● Objectifs
**1.** Énumérez les modifications numérotées que l'article 2 du texte sur les droits du conjoint successible apporte à la section 7 du chapitre III du titre Ier du livre III du code civil.
**2.** D'après le texte sur les droits du conjoint successible, dans quelle situation le conjoint survivant recueille-t-il le quart de la succession ? Répondez en une à trois phrases.

● Texte
SEANCE DU 30 OCTOBRE 2001
M. le président.
« Art. 2. - La section 7 du chapitre III du titre Ier du livre III du code
civil est ainsi modifiée :
« 1° Son intitulé est ainsi rédigé : "Section 4. - Des droits du conjoint
successible" ;
« 2° Avant l'article 765, sont insérés une division et un intitulé ainsi
rédigés : " 1. - De la nature des droits et de leur montant" ;
« 3° Les articles 765 à 767 sont remplacés par cinq articles 765 à 767-2 ainsi
rédigés :
«
Art. 765
. - Est conjoint successible le conjoint survivant non
divorcé et contre lequel n'existe pas de jugement de séparation de corps passé
en force de chose jugée.
« Le conjoint successible est appelé à la succession soit seul, soit en
concours avec les parents du défunt.
«
Art. 766
. - Lorsque le défunt laisse des enfants ou des descendants,
le conjoint survivant recueille le quart de la succession.

● Données fournies
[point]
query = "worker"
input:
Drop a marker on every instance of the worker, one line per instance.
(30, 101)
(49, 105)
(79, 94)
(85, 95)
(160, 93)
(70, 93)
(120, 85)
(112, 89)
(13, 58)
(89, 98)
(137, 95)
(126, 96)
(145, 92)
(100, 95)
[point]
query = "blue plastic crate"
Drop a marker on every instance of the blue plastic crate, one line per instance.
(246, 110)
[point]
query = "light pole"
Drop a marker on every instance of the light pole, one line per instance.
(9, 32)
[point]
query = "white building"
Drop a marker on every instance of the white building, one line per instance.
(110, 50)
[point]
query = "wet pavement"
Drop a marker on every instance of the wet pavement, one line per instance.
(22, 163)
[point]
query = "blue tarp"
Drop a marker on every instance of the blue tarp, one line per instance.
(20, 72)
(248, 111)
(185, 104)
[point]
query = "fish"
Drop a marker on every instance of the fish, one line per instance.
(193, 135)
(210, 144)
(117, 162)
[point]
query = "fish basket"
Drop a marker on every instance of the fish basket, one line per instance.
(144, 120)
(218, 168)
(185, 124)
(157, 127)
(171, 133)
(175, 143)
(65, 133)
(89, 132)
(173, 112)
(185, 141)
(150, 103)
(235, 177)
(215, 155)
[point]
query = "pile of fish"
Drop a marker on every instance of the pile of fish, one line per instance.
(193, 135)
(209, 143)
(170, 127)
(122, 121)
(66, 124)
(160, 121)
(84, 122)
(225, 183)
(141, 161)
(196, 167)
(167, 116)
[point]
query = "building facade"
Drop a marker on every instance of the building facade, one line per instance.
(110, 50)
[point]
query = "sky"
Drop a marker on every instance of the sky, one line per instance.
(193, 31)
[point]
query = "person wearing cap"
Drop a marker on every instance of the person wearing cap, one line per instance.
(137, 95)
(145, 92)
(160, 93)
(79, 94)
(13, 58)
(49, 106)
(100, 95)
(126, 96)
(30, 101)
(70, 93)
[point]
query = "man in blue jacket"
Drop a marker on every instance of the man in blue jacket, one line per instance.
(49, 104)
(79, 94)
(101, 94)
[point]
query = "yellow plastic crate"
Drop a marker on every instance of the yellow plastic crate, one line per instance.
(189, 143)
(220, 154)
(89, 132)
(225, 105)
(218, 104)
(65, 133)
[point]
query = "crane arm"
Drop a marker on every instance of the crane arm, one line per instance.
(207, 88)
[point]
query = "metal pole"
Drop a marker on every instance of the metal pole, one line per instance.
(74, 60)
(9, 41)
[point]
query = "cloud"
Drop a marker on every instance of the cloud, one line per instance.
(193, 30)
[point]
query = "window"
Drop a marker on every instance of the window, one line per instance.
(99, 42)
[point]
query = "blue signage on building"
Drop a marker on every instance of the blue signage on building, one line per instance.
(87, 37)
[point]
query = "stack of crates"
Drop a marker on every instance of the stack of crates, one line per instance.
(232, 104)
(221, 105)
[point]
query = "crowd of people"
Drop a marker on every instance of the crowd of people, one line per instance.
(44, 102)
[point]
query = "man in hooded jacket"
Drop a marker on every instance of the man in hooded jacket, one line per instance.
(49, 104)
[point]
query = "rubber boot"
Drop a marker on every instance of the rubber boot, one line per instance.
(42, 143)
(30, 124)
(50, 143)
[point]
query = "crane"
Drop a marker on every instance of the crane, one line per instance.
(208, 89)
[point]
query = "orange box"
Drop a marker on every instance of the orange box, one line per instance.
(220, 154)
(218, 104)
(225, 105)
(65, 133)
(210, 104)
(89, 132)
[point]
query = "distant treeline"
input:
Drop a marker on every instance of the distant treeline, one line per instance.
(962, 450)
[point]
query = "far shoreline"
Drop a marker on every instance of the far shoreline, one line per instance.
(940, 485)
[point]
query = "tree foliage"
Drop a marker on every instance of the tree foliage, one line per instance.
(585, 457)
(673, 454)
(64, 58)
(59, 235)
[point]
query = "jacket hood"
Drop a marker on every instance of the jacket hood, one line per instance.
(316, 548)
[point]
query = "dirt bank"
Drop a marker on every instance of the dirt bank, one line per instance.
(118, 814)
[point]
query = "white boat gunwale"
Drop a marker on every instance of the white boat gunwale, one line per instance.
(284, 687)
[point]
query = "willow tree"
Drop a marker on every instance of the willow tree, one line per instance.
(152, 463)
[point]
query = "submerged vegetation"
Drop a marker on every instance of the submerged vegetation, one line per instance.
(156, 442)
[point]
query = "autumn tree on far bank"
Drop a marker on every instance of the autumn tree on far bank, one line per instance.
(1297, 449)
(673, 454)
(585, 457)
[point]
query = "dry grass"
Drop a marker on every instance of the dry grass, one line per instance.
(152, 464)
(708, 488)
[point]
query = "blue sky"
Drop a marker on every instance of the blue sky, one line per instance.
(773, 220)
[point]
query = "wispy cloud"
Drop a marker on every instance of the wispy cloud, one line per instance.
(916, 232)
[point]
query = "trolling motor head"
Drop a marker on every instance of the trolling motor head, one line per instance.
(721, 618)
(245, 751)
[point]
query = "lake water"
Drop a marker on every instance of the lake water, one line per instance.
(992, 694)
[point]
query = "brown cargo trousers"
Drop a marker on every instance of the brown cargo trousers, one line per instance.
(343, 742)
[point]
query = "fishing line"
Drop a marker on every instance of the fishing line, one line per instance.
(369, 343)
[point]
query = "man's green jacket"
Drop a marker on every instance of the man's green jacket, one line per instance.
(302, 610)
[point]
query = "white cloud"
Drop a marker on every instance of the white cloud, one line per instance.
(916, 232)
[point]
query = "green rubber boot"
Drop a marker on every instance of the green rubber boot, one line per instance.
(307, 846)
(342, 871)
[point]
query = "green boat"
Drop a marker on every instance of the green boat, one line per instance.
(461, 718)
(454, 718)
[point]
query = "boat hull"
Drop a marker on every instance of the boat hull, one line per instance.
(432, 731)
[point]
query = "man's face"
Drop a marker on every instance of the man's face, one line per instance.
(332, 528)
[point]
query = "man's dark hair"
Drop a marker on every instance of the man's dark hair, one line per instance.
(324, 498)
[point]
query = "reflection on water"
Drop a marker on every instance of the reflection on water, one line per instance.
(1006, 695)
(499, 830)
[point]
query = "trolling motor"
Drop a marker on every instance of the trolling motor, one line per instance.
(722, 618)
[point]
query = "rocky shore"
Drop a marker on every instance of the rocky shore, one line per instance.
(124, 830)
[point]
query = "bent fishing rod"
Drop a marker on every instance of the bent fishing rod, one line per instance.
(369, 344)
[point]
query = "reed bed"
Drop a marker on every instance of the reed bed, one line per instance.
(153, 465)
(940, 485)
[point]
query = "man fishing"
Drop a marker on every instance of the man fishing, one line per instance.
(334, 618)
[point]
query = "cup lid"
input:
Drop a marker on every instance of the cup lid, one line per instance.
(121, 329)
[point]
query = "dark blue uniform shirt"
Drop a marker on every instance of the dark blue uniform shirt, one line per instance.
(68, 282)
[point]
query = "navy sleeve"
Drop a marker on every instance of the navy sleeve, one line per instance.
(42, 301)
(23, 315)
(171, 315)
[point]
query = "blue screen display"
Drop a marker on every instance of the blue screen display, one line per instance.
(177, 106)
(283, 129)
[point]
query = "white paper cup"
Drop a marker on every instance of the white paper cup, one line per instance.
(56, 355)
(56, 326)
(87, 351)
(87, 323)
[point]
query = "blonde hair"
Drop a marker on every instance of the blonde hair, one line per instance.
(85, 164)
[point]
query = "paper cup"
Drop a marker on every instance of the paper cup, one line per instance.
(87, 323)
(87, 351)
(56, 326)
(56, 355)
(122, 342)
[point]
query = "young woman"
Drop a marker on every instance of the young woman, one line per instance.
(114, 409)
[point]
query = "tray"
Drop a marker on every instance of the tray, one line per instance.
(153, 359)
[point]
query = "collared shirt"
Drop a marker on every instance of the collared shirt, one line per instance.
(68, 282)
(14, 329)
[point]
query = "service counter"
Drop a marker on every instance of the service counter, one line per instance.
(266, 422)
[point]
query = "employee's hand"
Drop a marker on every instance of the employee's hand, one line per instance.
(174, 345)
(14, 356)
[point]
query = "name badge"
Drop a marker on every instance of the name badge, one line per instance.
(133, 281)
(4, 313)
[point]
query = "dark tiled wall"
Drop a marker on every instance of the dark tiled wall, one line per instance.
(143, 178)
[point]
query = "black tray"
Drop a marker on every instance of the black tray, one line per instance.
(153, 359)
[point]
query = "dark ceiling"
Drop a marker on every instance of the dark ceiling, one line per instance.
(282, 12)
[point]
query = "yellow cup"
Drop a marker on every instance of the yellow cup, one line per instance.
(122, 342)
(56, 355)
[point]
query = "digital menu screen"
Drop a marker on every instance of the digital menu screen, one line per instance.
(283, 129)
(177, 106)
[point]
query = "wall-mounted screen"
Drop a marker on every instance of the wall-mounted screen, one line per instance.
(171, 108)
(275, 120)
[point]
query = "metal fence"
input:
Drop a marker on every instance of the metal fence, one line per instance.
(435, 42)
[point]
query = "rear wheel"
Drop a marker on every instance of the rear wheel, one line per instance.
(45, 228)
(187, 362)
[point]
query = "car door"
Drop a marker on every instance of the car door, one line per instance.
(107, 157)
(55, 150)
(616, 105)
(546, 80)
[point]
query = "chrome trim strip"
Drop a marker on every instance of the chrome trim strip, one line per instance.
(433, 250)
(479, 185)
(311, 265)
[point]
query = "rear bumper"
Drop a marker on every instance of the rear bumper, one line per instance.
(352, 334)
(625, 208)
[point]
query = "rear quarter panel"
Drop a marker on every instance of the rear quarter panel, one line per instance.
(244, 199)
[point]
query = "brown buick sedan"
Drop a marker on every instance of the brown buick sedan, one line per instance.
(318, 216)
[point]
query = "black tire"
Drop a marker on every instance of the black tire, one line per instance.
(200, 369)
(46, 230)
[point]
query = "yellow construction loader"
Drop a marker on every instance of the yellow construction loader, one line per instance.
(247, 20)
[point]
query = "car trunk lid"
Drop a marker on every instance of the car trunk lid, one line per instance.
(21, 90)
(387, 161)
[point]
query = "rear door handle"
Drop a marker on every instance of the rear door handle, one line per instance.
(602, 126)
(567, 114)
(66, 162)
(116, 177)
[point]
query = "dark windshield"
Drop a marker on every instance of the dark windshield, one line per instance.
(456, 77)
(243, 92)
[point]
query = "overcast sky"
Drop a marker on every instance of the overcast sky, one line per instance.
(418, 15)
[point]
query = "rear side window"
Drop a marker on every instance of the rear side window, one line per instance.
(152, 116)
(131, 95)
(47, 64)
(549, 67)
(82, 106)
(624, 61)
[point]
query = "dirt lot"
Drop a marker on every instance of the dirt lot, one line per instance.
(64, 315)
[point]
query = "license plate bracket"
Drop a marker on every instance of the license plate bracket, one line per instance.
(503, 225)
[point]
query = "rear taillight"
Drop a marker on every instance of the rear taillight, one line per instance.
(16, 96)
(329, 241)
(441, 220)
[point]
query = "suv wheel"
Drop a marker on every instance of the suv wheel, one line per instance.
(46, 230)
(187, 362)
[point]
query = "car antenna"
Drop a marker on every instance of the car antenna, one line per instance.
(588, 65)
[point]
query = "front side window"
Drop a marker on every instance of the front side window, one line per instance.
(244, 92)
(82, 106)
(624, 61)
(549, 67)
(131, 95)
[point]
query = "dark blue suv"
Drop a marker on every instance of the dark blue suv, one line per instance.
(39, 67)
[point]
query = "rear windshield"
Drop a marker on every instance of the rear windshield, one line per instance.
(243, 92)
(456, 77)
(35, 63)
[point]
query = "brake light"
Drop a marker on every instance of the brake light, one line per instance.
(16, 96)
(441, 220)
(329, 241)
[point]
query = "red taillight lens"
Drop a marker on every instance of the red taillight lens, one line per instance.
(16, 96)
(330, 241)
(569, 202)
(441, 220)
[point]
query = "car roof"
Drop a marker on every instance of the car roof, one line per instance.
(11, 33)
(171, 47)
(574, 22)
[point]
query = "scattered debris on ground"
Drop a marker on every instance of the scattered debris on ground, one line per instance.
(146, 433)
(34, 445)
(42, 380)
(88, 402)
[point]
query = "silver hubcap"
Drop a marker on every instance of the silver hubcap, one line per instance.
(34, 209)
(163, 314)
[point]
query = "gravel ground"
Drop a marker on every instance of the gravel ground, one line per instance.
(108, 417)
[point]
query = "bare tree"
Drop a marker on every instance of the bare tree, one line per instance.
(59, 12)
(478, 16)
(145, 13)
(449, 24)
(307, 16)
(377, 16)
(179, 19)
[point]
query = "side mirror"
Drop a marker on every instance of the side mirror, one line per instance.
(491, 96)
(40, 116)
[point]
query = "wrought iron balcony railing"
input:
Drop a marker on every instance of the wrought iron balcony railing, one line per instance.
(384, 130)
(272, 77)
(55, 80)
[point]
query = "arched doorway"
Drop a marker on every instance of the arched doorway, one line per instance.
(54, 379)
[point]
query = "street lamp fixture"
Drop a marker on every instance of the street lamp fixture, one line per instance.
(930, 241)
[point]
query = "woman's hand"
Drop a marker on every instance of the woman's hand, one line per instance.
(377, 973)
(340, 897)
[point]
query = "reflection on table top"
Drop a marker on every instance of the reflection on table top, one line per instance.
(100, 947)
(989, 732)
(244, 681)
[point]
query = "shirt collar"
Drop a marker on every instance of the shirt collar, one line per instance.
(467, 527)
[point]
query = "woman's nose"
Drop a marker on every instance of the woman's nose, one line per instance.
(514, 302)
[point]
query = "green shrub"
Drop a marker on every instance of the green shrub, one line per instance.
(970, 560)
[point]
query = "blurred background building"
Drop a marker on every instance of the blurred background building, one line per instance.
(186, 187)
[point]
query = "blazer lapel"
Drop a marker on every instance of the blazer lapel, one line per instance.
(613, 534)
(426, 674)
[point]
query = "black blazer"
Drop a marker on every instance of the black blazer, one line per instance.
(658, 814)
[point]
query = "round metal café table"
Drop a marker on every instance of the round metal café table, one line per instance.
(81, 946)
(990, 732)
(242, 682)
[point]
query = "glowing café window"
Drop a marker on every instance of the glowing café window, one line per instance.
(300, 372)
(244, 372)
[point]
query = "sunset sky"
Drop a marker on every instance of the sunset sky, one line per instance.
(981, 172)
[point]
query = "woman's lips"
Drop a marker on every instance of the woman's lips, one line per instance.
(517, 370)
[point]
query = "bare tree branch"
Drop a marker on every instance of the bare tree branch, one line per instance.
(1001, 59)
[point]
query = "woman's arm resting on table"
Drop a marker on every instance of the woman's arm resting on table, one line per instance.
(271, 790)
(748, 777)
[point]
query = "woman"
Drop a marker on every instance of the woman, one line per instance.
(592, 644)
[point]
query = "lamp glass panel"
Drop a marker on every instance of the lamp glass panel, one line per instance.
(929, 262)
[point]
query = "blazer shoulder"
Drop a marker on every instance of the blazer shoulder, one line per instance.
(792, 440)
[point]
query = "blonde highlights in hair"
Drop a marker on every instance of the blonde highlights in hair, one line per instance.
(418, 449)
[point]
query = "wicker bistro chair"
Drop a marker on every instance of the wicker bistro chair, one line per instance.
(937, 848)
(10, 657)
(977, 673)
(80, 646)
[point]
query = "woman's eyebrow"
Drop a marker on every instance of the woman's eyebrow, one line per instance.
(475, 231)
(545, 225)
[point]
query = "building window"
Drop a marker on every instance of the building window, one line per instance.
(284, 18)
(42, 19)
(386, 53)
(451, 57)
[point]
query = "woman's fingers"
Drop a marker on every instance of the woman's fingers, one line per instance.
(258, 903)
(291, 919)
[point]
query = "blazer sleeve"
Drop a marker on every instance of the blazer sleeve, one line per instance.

● Corrigés
**1.**
1° L'intitulé devient « Section 4. - Des droits du conjoint successible ».
2° Avant l'article 765 sont insérés une division et l'intitulé « 1. - De la nature des droits et de leur montant ».
3° Les articles 765 à 767 sont remplacés par cinq articles 765 à 767-2.

**2.** Selon l'article 766, le conjoint survivant recueille le quart de la succession lorsque le défunt laisse des enfants ou des descendants.